— TEXTO FORNECIDO —
------------------------------------

Presídios descumprem lei e não separam detentos por tipo de delito

paraíba

Levantamento do Conselho Nacional do Ministério Público (CNMP) aponta que 68% entre as 1.598 unidades prisionais do país não separavam os detentos conforme a natureza do delito cometido, como determina a Constituição. Além de unirem, em uma mesma cela, autores de crimes de grande periculosidade com outros de menor gravidade, em 77% dos estabelecimentos, presos primários conviviam com reincidentes. No mesmo período, foram registrados 121 rebeliões e 110 homicídios na cadeia. As visitas ocorreram entre fevereiro de 2012 e março deste ano.

— Presos reincidentes ou que cumprem pena por crimes graves podem causar uma influência deletéria sobre outros que são primários ou cometeram delitos de menor gravidade. Isso pode não chamar a atenção das pessoas, mas mostra a situação de promiscuidade do sistema prisional brasileiro — observa o procurador Mario Bonsaglia, presidente da Comissão do Sistema Prisional do CNMP, detalhando que os dados levantados durante as visitas são baseados nos prontuários dos presos apresentados pela administração da unidade e pela análise dos promotores de Justiça ou procuradores federais.

------------------------------------

— DADOS REGISTRADOS —
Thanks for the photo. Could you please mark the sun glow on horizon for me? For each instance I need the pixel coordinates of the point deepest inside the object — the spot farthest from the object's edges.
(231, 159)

------------------------------------

— INSTRUÇÃO DADA —
Explique, por favor, com base na notícia sobre os presídios, por que o procurador Mario Bonsaglia considera prejudicial manter na mesma cela presos de perfis diferentes. Responda em até três frases.

— RESULTADO DO EXERCÍCIO —
Segundo Mario Bonsaglia, presos reincidentes ou que cumprem pena por crimes graves podem exercer uma influência deletéria sobre presos primários ou que cometeram delitos de menor gravidade. Ele acrescenta que essa mistura, embora possa não chamar a atenção das pessoas, mostra a situação de promiscuidade do sistema prisional brasileiro.